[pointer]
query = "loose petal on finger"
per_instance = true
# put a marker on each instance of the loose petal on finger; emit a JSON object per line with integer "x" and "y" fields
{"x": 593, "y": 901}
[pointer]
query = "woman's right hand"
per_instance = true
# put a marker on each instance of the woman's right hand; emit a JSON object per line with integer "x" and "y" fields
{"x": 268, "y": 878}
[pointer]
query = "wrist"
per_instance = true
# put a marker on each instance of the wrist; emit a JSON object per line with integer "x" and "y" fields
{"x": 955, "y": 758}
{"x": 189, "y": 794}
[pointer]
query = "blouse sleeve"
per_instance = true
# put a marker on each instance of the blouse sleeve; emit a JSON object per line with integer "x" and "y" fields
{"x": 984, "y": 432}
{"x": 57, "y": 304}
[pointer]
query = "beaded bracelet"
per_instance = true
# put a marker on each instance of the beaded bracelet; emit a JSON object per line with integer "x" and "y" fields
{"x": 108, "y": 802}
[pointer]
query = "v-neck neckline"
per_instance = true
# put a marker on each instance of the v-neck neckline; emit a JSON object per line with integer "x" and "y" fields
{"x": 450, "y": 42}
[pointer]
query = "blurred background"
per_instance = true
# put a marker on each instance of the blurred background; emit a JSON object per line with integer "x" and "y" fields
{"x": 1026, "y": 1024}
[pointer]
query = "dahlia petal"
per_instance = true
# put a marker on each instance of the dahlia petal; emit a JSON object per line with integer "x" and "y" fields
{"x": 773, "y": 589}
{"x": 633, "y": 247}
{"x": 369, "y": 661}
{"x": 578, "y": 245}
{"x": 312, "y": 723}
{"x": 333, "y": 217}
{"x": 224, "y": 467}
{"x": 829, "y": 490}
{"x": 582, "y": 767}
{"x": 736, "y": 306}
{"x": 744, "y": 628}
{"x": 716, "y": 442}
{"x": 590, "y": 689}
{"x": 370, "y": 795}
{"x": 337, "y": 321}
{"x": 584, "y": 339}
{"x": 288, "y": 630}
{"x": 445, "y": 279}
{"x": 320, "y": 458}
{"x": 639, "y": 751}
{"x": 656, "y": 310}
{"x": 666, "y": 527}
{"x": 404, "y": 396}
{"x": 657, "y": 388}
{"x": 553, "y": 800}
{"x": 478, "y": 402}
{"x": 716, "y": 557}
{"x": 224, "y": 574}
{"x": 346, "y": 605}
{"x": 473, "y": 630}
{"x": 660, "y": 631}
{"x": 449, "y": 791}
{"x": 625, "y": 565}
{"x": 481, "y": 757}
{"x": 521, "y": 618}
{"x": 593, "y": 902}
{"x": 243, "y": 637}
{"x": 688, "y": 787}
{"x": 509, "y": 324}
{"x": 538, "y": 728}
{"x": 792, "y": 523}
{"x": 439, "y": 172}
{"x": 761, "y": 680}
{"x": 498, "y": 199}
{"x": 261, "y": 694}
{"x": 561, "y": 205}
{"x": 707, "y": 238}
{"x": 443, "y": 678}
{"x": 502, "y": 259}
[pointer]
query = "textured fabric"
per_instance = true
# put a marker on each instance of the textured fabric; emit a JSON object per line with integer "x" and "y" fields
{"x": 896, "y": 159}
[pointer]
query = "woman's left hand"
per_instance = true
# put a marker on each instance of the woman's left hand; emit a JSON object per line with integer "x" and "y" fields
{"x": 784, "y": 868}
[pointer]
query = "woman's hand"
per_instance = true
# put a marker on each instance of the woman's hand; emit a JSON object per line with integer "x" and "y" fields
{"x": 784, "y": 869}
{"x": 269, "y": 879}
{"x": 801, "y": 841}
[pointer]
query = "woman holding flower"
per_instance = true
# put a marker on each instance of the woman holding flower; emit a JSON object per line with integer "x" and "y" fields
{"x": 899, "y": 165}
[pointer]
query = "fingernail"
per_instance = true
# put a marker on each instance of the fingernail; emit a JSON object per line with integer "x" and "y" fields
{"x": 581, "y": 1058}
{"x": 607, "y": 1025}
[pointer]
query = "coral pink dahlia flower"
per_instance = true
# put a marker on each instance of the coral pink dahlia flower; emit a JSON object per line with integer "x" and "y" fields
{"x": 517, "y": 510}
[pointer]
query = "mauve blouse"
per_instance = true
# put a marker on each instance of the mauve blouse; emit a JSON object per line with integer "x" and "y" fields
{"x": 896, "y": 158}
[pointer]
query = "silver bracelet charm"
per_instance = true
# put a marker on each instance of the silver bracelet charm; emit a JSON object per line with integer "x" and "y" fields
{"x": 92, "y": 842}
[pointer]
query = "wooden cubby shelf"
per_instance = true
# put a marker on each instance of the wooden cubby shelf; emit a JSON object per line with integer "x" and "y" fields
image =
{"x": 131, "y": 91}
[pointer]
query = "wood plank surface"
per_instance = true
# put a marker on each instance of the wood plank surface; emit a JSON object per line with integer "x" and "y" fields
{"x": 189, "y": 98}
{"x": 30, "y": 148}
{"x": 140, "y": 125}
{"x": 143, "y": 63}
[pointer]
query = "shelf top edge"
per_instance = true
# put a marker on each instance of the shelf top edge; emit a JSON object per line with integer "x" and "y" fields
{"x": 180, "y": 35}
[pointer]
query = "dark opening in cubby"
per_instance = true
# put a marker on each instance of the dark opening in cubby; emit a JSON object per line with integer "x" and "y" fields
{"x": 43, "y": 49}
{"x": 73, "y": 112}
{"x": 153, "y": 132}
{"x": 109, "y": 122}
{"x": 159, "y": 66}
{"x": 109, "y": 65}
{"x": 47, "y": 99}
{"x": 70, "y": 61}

-------------------------

* PROBLEM DESCRIPTION: Filter the items above, keeping every line that contains the word "textured", with case counting.

* OUTPUT OF THE TASK:
query = "textured fabric"
# put a marker on each instance of the textured fabric; emit a JSON object per line with integer "x" and "y" fields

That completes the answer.